** The problem **
Check each line below for the word "lapel", and copy those that have it.

** Source material **
○ ○ ○

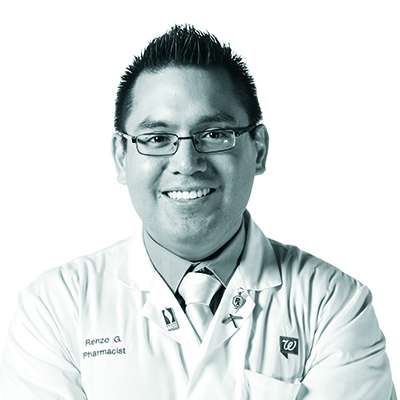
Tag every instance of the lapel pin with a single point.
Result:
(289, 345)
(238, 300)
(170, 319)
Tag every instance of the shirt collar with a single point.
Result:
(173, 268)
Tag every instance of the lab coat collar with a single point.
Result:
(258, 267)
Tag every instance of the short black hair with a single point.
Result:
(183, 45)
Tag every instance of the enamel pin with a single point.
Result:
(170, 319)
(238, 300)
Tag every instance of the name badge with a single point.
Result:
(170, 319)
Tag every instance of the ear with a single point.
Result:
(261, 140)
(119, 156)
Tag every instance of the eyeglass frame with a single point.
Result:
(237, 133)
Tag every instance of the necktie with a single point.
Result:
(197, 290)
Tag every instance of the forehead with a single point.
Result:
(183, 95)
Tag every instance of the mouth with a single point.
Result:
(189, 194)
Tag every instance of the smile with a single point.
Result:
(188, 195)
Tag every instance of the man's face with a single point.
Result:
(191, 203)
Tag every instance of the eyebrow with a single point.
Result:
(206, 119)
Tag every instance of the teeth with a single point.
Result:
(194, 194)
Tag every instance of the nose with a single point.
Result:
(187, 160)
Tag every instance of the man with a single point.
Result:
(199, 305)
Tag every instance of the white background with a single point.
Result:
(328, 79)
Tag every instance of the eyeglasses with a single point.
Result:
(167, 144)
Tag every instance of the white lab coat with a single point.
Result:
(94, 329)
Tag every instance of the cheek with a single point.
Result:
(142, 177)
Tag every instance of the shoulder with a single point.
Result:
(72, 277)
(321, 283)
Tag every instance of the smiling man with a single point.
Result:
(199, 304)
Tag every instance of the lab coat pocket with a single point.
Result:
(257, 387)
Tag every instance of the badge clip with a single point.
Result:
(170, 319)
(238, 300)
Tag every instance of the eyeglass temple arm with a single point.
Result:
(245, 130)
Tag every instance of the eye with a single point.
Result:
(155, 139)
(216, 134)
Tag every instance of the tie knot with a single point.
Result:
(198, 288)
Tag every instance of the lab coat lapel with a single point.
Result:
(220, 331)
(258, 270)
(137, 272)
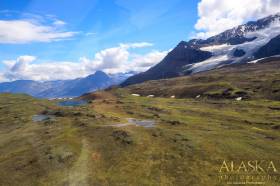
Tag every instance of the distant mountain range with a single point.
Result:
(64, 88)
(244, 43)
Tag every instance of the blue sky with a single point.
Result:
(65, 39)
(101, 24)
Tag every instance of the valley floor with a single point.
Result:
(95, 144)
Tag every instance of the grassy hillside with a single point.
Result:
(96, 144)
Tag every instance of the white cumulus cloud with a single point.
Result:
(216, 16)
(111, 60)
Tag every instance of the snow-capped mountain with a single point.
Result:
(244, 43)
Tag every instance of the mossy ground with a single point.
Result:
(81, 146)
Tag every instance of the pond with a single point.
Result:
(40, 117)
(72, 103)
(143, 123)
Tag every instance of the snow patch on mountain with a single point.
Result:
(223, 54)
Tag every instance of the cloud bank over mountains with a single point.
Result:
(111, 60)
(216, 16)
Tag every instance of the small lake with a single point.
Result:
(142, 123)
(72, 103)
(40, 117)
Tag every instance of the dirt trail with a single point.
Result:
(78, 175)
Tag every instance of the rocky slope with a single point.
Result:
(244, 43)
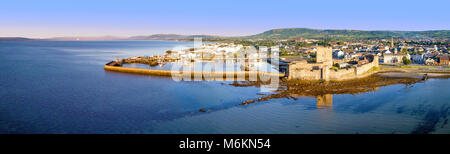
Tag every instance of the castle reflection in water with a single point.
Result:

○ ○ ○

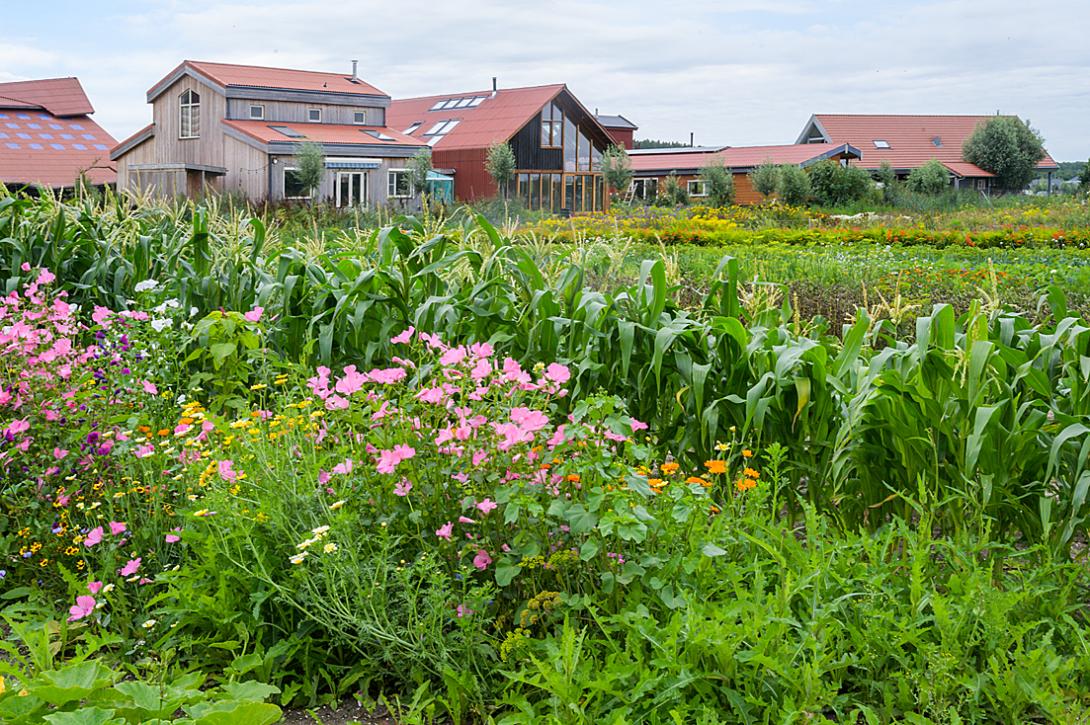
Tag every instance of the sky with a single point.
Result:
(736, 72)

○ ○ ○

** Result of this exercise **
Tag every instance of the lapel pin with a single point.
Tag every instance of the lab coat lapel with a single point.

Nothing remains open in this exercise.